*** Record excerpts
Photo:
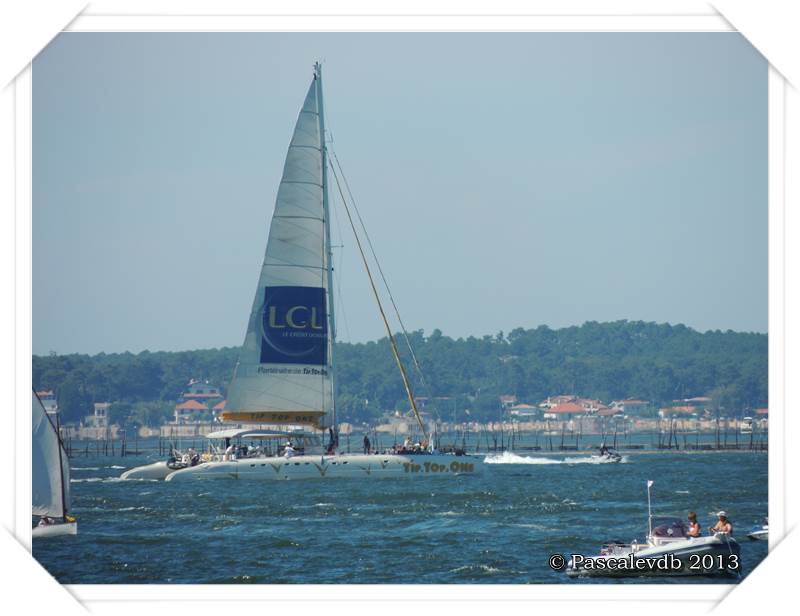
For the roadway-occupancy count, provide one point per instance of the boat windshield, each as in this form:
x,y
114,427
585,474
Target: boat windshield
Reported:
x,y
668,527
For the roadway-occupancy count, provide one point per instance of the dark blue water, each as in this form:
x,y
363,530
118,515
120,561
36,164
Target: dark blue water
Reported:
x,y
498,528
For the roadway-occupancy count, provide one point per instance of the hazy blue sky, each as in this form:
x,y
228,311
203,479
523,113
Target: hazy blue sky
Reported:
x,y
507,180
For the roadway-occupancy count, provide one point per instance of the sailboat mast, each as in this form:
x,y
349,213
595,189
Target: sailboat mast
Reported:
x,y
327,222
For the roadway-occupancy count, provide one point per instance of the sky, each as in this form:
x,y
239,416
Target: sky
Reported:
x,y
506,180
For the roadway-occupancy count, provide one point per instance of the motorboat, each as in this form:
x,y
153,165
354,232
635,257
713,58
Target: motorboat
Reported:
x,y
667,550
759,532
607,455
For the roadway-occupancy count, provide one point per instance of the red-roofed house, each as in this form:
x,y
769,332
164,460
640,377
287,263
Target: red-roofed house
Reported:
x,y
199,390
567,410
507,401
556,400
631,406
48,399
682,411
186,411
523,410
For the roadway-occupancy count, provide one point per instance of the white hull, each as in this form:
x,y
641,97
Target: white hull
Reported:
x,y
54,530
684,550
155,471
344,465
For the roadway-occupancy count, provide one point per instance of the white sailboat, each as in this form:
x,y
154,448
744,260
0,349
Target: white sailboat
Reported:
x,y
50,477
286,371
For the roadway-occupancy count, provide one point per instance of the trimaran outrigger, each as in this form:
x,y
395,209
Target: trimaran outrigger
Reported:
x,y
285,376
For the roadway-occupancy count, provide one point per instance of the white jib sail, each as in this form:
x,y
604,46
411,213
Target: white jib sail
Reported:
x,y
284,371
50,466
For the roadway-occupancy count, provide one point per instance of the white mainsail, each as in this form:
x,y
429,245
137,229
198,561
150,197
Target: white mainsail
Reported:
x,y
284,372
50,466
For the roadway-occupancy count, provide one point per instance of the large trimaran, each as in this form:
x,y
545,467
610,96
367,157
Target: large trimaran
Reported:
******
*** Record excerpts
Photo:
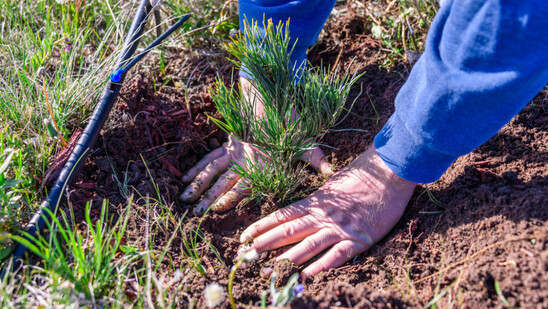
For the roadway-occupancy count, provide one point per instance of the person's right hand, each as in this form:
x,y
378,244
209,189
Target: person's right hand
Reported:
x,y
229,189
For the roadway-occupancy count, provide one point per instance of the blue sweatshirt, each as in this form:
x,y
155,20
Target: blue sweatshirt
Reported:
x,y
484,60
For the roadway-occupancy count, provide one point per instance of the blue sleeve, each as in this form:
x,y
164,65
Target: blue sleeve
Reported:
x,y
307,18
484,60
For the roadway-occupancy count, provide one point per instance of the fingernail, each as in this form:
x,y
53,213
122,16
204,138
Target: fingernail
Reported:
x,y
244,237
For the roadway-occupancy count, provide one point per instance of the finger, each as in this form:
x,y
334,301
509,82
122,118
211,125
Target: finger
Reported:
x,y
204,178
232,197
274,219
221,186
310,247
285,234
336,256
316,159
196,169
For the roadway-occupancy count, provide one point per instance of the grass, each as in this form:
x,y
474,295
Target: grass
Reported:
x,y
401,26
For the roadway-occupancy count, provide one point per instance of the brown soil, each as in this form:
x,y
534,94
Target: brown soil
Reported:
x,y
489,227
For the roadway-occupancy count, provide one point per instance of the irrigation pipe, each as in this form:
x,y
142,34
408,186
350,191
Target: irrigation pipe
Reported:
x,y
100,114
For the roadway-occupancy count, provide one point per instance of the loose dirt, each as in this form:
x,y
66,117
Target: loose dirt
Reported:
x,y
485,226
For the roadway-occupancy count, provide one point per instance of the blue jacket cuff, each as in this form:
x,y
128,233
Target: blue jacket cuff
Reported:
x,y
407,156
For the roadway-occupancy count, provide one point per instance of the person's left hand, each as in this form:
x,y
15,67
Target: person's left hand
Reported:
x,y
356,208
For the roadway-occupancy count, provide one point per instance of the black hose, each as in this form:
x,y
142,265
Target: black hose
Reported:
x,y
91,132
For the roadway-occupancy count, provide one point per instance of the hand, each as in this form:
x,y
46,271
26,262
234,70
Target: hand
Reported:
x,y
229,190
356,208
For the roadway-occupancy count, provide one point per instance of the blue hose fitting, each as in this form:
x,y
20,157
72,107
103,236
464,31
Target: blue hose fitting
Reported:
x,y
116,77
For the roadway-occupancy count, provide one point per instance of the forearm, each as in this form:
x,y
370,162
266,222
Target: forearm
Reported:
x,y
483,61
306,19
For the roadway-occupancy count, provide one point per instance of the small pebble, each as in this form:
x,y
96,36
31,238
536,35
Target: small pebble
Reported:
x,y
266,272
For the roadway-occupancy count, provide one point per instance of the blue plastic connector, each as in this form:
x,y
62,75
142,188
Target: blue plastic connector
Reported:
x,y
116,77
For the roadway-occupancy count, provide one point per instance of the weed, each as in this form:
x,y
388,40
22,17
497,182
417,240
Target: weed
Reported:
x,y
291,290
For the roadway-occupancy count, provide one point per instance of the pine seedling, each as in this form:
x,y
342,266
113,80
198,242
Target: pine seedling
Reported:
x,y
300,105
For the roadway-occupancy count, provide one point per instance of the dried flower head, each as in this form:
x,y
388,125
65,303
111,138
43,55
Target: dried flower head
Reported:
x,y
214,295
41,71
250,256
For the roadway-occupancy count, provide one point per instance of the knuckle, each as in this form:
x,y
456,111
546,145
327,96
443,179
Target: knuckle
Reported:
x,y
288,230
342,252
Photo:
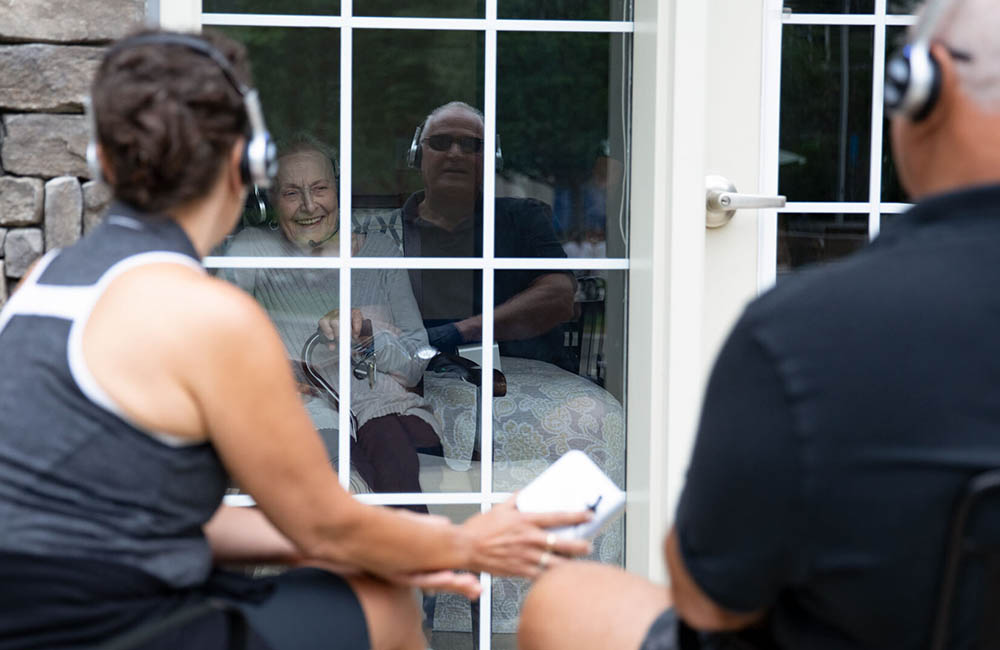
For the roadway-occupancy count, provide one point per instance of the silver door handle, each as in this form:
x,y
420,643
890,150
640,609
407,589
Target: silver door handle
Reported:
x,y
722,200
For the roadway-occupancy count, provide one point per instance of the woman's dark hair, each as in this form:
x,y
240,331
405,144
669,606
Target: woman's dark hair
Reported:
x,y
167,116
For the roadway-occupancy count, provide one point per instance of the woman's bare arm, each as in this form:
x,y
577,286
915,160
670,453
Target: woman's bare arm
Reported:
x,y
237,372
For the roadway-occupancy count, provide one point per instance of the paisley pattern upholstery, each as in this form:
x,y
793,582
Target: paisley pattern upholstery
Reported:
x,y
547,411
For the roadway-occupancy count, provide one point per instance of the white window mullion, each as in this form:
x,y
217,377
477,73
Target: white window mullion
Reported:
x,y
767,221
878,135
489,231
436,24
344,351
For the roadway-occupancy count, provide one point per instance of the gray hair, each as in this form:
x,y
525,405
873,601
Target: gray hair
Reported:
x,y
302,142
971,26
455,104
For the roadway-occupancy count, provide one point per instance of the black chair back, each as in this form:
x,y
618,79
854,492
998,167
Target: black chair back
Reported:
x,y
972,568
******
▶ [Exercise description]
Find every line in the items above that contains the string "upholstery", and copy each one. Case counts.

▶ [The response]
For the roadway-occupancy count, provide one point per instance of the paisley pattern upholstery, each as in this form:
Target: paisley pattern upholstery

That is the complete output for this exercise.